Text section Start Marker

Celebrity
Olivia Munn Said Her Postpartum Anxiety Felt Like “The Entire Ocean” Was On Top Of Her
Munn struggled with postpartum anxiety for a year before she received her breast cancer diagnosis.
Olivia Munn has really gone through massive changes in the past few years. She became a mom to her son Malcolm, who she shares with boyfriend John Mulaney, and then underwent a double mastectomy last year when she was diagnosed with an aggressive form of breast cancer. All of which would be an incredible amount of change to handle, but Munn also struggled with postpartum anxiety after Malcolm’s birth.
In a recent interview with Kelly Clarkson, Munn opened up about her experience with postpartum anxiety, a condition that causes new moms to worry excessively and continues to go largely undiagnosed as it tends to be an invisible issue. The Cleveland Clinic explains, “If you have postpartum anxiety, the worry can be all-consuming or make you feel worried all day and all night. It often causes you to have irrational fears or excessive worries about events that are unlikely to happen.”
While Munn was aware of and said she was “prepared” for postpartum depression, she said she had never heard of this condition. “Postpartum anxiety was something I had never heard about, and it hit me like the entire ocean was on top of me,” Munn told Clarkson. “It was unbelievably difficult.”
The Office Party star started to experience postpartum anxiety one month after welcoming Malcolm, who’s now 2, and recalled waking up at 4 a.m. with a tight chest that “stayed tight all day long. And then for a whole year, every day at 4 a.m. my eyes would pop open and I would be gasping for air.”
This is not the first time Munn has opened up about her postpartum anxiety. She told People in April that she was “not prepared for the kind of postpartum that I had” and described the feeling as a “tunnel of anxiety and darkness,” a tunnel she stayed in for a year.
For Munn, her postpartum anxiety came to an end when she was diagnosed with breast cancer in 2023, telling Clarkson that “facing death” helped her to move on from this awful condition in a way that was not possible for her before. “I couldn’t climb a mountain carrying all this extra weight,” she explained. “And when I got to the end of it, I didn't want to pick it back up again.”
Munn documented her cancer recovery on social media, and she did so with her son Malcolm in mind, telling Good Morning America recently, “If I didn’t make it, I wanted my son when he got older to know that I fought to be here. That I tried my best.”

Text section End Marker
Data block Start Marker

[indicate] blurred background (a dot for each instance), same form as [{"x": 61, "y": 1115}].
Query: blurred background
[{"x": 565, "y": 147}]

Data block End Marker

Summarize the article about Olivia Munn's postpartum anxiety in two sentences.

__Result of this exercise__. Olivia Munn told Kelly Clarkson that postpartum anxiety, a condition she had never heard of, hit her "like the entire ocean was on top of me" about a month after her son Malcolm was born, waking her at 4 a.m. gasping for air every day for a year. That anxiety ended when she was diagnosed with breast cancer in 2023, since "facing death" helped her let it go, and she documented her cancer recovery on social media so her son would one day know she fought to be here.